What to work on
Please name the writer of the ITV drama about the Post Office scandal, according to the article on the power of drama.

*** Text provided ***

Source: Unai82 / Envato Elements
“It’s been impossible to move for the surprise and shock expressed on the airways at the power of drama.” So said Paddy O’Connell recently, in his BBC Radio 4 programme Broadcasting House, which airs on Sunday mornings.1
He was referring, of course, to ITV’s four-part dramatization of the 20-year Post Office scandal, Mr. Bates vs. the Post Office, which generated mass outrage in a way that nothing previously revealed about it was able to do.
As classicist Mary Beard commented in the same programme, drama, right back to ancient times, has made us look at things we might have looked away from and connect with them emotionally in a way that can change our thinking. Gwyneth Hughes suggested that the impact of the ITV drama, which she wrote, was so great because even the best documentaries somehow “appeal to your head rather than to your heart.”
The emotional connection to a subject that a story can create is mighty in its power. But it does also involve our “heads.” Despite decades of talk about “emotional brains” and “rational brains,” there are no such entities residing inside our skulls. Those qualities are intermixed.2
As neuroscientist Lisa Feldman Barrett has pointed out, emotion is rational when we feel afraid because we are in imminent danger, whereas scrolling through social media for hours on end, certain that we are bound to come across something important eventually, is highly irrational thinking.3
It seems more likely, as former consultant psychiatrist and neuroscientist Iain McGilchrist has argued, that the different functions of the left and right hemispheres of our brain dictate how we respond to events. The left hemisphere evolved to pay close attention to detail, look at things piecemeal, categorise, and pick bits out (as birds do when they distinguish a grain of seed from the grit it is lying in.).
The right hemisphere allows open attention without preconceptions, taking in the bigger picture and wider ramifications (while looking for grain, birds also need awareness of their environment to remain vigilant for predators.). The right hemisphere sees connections, not separations, and that enables empathy. The hemispheres are meant to work in tandem. When a linear left hemisphere style of thinking predominates, tunnel vision can occur.4
While journalistic accounts homed in on different aspects of the Post Office debacle, such as the inadequacies of the IT system, the outcome of financial shortfalls, unwillingness to investigate with an open mind, the focus on prosecutions, etc., the drama put it all into context—the shock and terror experienced and the dire repercussions in real people’s lives. Suddenly, it is crystal clear and imperative what needs to happen to put the injustice right, even if, in this case, its full impact is irreparable.
It is because a story frees up thinking and enables new clarity that it is so important in human givens training and therapy. (A therapeutic approach that helps clients identify and meet their emotional needs.) When clients are immersed in a story, they are in a trance; that means that the black-and-white thinking of the left hemisphere fades into the background (anxieties such as “I’m no good at anything,” “I can’t maintain a relationship,” “I work so hard, yet never get anywhere”) and, through the fully activated right hemisphere, they can start to connect up the dots in a different way.

*** End of Text provided ***
*** Provided material ***

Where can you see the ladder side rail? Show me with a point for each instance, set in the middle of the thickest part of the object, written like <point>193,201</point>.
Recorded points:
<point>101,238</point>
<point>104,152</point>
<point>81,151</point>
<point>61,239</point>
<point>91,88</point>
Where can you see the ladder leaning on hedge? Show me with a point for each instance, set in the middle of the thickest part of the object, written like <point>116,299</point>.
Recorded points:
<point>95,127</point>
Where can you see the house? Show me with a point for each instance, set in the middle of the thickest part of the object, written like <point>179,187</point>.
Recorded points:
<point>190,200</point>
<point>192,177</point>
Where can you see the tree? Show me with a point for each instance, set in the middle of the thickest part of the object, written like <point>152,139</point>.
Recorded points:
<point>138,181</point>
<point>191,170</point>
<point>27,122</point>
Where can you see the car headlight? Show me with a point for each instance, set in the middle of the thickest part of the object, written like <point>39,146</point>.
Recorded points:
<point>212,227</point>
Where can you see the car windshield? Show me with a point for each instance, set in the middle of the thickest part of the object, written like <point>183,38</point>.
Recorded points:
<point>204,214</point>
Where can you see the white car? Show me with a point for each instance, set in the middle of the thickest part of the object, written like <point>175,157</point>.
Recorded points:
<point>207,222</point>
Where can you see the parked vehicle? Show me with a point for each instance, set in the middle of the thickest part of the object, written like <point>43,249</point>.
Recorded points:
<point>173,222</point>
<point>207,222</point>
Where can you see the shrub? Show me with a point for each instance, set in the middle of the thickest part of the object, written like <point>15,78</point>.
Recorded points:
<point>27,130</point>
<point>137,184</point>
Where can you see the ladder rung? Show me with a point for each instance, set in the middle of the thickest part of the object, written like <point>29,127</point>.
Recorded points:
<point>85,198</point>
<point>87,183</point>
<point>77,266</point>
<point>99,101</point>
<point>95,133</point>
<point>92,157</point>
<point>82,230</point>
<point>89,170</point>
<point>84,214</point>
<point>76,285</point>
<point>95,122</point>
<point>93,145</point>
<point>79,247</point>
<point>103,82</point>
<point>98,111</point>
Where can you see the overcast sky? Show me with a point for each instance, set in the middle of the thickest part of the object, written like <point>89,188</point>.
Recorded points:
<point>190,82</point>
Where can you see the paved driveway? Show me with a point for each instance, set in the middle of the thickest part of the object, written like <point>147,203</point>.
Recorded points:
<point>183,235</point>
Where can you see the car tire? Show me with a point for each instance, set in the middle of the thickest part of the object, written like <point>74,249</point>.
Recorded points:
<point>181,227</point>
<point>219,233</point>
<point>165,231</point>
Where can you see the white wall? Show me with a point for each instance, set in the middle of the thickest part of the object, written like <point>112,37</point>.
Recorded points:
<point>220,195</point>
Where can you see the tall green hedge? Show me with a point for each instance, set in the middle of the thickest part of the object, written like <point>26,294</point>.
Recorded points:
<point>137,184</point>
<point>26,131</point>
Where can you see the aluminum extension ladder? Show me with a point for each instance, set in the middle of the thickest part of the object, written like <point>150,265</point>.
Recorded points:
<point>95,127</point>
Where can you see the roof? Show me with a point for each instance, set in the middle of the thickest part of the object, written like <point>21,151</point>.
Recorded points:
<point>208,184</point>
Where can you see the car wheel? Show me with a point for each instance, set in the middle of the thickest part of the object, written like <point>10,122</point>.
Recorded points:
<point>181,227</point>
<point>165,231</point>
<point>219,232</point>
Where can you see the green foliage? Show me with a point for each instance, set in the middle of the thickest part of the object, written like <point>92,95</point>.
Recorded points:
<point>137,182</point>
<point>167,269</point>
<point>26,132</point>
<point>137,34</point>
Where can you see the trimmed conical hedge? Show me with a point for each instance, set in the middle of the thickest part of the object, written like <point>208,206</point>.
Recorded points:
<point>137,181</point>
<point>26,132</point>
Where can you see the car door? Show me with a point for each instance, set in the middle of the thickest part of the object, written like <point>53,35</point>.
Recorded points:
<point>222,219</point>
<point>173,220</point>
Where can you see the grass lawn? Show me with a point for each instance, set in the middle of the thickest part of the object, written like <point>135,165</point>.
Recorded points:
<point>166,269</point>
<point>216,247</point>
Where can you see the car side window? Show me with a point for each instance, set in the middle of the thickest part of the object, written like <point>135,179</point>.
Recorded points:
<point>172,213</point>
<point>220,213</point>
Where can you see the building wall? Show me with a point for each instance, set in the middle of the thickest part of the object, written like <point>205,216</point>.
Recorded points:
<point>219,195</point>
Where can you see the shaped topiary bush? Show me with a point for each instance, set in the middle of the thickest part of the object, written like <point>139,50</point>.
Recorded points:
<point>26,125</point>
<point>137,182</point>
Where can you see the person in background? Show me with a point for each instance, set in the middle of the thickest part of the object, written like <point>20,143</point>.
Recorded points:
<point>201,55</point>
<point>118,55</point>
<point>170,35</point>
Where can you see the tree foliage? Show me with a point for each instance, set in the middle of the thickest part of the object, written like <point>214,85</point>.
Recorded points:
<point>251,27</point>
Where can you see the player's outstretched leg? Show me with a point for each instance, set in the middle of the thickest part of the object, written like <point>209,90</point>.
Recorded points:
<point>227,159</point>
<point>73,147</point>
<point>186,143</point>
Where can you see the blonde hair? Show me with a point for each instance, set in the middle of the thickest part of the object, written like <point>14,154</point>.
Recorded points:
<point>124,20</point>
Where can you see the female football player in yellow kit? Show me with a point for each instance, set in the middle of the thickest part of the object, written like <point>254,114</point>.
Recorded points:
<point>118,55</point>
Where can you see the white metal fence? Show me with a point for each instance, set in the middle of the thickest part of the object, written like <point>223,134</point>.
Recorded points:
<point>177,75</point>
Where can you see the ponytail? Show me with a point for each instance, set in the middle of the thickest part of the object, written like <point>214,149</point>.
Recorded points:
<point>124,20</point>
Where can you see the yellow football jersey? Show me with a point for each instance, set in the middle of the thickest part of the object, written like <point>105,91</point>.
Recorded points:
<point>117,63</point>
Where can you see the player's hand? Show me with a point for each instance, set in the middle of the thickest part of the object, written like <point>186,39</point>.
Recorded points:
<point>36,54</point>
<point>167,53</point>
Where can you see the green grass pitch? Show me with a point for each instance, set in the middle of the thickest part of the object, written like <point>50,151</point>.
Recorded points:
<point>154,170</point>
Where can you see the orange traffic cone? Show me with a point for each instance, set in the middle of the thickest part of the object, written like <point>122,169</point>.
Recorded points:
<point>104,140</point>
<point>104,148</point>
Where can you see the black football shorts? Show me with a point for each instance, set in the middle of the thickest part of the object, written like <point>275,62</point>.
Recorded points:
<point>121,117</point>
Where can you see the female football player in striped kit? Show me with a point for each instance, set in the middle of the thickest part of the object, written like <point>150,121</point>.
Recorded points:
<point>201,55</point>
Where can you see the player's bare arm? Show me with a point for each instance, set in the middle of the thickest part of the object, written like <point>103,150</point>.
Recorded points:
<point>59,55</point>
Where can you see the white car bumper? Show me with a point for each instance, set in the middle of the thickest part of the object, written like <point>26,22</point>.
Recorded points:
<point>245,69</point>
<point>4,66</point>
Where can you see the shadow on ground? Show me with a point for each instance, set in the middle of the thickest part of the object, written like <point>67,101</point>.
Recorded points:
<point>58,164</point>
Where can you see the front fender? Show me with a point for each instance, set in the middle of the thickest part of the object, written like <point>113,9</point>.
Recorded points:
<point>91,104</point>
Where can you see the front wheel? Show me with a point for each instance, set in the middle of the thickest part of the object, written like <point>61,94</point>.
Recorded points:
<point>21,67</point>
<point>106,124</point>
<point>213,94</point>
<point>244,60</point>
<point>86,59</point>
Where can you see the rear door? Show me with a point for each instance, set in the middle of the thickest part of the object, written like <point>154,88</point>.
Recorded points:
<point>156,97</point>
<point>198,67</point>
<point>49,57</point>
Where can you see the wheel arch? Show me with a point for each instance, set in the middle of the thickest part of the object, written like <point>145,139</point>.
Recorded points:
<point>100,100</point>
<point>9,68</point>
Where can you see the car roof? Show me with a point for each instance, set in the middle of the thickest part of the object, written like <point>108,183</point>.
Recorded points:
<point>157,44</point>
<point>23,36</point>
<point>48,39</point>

*** End of Provided material ***

Reply
Gwyneth Hughes